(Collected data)
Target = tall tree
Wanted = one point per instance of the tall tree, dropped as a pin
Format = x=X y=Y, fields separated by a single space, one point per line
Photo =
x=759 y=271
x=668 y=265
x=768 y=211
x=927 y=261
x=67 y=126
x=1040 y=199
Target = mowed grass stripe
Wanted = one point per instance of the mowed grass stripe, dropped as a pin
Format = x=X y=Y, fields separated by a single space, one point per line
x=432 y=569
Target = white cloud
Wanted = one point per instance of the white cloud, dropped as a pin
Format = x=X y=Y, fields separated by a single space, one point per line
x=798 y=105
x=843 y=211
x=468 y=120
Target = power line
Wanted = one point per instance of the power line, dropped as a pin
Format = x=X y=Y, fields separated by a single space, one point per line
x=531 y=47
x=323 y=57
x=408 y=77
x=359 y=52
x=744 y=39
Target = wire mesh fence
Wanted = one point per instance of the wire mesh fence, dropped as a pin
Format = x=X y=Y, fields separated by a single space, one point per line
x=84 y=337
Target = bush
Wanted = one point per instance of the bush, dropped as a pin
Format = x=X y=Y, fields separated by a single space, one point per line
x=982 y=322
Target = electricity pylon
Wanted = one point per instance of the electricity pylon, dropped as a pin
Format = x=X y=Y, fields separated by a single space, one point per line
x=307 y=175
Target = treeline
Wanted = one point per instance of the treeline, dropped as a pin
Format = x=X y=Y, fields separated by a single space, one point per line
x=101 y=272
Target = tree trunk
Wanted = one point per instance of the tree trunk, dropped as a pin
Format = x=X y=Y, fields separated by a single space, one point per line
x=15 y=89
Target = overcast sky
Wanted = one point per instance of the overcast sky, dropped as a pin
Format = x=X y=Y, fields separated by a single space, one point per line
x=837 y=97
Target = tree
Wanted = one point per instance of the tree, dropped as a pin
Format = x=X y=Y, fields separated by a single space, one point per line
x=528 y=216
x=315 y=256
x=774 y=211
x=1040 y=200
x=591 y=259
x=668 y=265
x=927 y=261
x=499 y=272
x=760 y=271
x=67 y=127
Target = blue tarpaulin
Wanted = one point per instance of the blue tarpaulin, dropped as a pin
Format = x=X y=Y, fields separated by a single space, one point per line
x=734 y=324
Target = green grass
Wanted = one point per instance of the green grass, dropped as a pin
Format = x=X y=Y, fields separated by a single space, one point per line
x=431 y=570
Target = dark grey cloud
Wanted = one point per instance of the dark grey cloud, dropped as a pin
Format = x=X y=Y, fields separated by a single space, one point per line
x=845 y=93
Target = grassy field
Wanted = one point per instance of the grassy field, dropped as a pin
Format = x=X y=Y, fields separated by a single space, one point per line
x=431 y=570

- What this task involves: Every line above that carries the string "dark" should be copied.

- Response:
Target = dark grey cloud
Wanted = one point per instance of the dark grey cloud, dropped as a pin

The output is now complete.